• OBJECTIVES:
**A)** Repeat word for word the part of the post on languages in Gibson's Passion that opens with the words containing "Re: Languages in" and closes with "(Link to groups.google.com)".
**B)** Answer these from the post on languages in Gibson's Passion:
(i) Who is named as the scholar responsible for the language in the film?
(ii) On which newsgroup has the subject been discussed in some depth?
(iii) On what date was the post sent?
**C)** List every person named in the post on languages in Gibson's Passion.

======== SELECTION ========

Re: Languages in Gibson's Passion
From: | Ray Brown <ray.brown@...> |
Date: | Tuesday, March 9, 2004, 19:46 |
On Tuesday, March 9, 2004, at 04:11 AM, Mark J. Reed wrote:
> On Mon, Mar 08, 2004 at 08:03:28PM -0000, And Rosta wrote:
>> John L. Leland:
>>> I saw this film yesterday and was struck by several things that seemed
>>> to me linguistic incongruities:
>
> This has been discussed in some depth on sci.lang; you might want to
> take a look at that discussion. The principal thread is available here:
>
>
http://xrl.us/bpzh (Link to groups.google.com)
>
> Basically, the discrepancies were artistic decisions jointly made by
> Gibson and the scholar responsible for the language, one Rev. William
> Fulco, who were fully aware of the historical inaccuracy of some of the
> choices. Personaly I'm completely boggled by the exclusion of Greek,
> especially from the inscription over the cross,
Well, yes - the exclusion of Greek is very odd. It wouldn't exactly have
been difficult to get the inscription right - copies of the Greek New
Testament are not exactly uncommon!

======== PROVIDED MATERIAL ========

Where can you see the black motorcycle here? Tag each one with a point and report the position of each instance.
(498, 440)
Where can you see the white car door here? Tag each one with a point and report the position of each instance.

========

• RESULTS FOR EACH TASK:
**A)**
Re: Languages in Gibson's Passion
From: | Ray Brown <ray.brown@...> |
Date: | Tuesday, March 9, 2004, 19:46 |
On Tuesday, March 9, 2004, at 04:11 AM, Mark J. Reed wrote:
> On Mon, Mar 08, 2004 at 08:03:28PM -0000, And Rosta wrote:
>> John L. Leland:
>>> I saw this film yesterday and was struck by several things that seemed
>>> to me linguistic incongruities:
>
> This has been discussed in some depth on sci.lang; you might want to
> take a look at that discussion. The principal thread is available here:
>
>
http://xrl.us/bpzh (Link to groups.google.com)

**B)**
(i) Rev. William Fulco
(ii) sci.lang
(iii) Tuesday, March 9, 2004

**C)**
Ray Brown
Mark J. Reed
And Rosta
John L. Leland
Gibson
Rev. William Fulco